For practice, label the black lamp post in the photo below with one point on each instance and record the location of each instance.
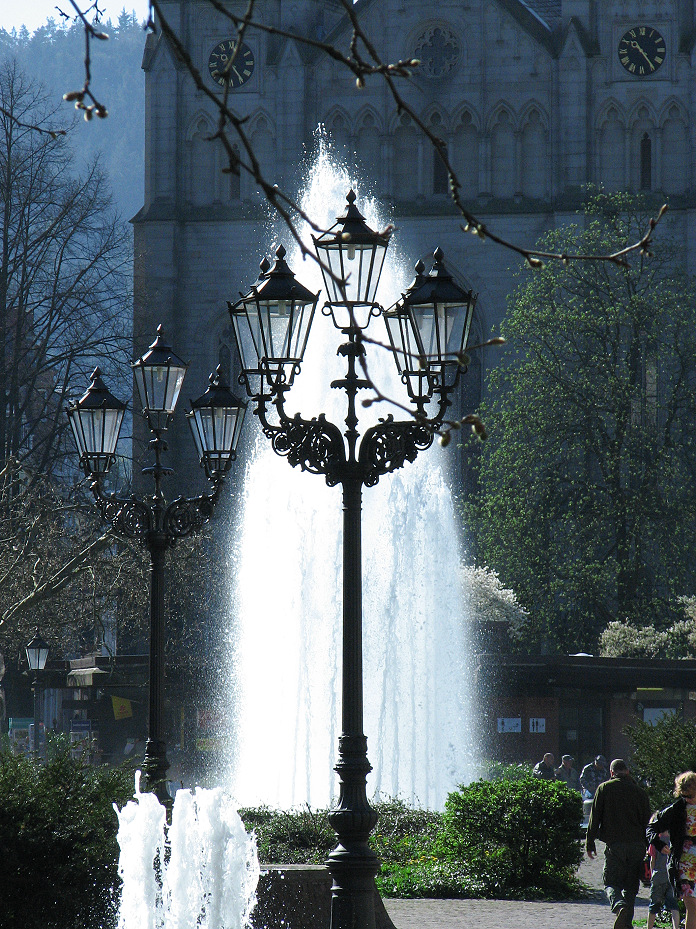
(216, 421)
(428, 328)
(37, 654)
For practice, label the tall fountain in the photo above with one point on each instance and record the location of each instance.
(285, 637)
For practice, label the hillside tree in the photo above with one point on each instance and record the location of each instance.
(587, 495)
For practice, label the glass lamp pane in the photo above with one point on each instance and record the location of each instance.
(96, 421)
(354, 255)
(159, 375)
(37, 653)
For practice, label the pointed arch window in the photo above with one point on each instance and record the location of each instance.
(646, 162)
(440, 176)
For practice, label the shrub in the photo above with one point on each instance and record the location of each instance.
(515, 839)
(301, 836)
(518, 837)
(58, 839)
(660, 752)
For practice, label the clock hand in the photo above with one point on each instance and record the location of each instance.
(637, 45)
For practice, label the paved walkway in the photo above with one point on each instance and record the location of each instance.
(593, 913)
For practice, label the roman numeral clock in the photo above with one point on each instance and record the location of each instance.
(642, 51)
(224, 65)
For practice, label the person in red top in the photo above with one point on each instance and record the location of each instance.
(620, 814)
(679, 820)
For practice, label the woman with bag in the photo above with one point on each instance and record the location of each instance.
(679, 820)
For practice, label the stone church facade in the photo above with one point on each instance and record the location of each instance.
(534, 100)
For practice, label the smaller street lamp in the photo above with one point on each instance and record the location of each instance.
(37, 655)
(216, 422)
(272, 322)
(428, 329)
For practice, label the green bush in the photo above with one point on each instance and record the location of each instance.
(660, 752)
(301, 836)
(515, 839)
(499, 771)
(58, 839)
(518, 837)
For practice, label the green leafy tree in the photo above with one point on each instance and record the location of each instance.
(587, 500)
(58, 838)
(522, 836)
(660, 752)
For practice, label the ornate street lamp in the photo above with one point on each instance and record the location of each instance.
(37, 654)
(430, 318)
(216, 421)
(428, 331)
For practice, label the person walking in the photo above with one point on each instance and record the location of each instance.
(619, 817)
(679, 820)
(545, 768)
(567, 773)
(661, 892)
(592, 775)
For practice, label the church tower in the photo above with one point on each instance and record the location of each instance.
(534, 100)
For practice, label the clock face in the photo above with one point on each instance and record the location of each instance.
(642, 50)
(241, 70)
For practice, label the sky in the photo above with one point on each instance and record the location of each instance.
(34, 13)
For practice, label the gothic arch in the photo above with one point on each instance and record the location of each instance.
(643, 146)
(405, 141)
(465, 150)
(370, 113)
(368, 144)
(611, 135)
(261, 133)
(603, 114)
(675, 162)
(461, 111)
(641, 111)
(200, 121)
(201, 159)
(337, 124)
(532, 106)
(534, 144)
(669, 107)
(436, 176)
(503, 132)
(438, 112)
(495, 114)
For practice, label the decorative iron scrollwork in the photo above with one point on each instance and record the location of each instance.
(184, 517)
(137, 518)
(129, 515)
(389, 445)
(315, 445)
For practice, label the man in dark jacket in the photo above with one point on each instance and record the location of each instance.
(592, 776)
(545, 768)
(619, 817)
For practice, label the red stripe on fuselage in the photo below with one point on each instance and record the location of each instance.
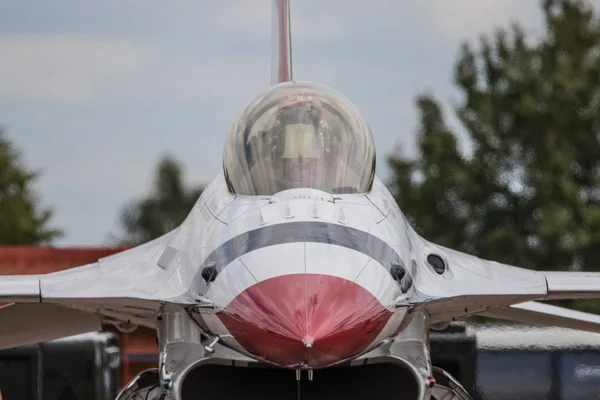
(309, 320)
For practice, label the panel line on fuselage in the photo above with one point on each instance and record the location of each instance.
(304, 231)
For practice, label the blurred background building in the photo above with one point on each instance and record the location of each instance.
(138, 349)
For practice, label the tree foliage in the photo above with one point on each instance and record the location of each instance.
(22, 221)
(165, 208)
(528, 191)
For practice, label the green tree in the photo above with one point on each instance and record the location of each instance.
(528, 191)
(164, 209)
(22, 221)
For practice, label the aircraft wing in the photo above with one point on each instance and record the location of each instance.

══════

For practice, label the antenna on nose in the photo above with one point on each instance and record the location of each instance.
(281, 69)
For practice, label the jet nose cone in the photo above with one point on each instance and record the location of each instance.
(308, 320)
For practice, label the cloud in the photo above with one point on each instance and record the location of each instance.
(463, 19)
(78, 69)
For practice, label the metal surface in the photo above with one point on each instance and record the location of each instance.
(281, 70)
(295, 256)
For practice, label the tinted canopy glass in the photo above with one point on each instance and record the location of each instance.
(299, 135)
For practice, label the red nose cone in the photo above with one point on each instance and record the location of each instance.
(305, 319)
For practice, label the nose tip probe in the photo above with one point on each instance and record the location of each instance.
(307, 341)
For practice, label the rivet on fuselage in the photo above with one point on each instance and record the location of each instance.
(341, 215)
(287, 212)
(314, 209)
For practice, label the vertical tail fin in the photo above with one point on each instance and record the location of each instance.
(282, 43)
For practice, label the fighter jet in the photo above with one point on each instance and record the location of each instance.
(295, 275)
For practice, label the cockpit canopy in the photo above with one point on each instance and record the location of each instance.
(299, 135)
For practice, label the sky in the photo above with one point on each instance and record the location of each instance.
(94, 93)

══════

Aim of the task: Beginning at the line above that contains "For practice, label the man" and going on through the line that contains "For practice, label the aircraft", please copy every line exactly, leaving the pictures out and adding nothing.

Solution to this problem:
For practice, label the man in dark jacket in the photo above with one point on each instance and record the location of each instance.
(592, 776)
(545, 768)
(619, 817)
For practice, label the red stripe on fuselage in the photo below with one point on each instance and record the location of each instance.
(309, 320)
For practice, label the panel line on fuselage in the photo above with one point on each instance and record the location of each instance.
(304, 231)
For practice, label the blurred background building in the photo above with one point on each instance and record the location of each instance.
(138, 349)
For practice, label the tree foliage in the photo above with one point on each instance and record the location of each instance.
(22, 221)
(165, 208)
(528, 191)
For practice, label the green tree in the photo above with one point on each instance and record the location of each instance.
(528, 191)
(164, 209)
(22, 221)
For practice, label the aircraft wing in the photo above with one point on each instance and record the location of each instance.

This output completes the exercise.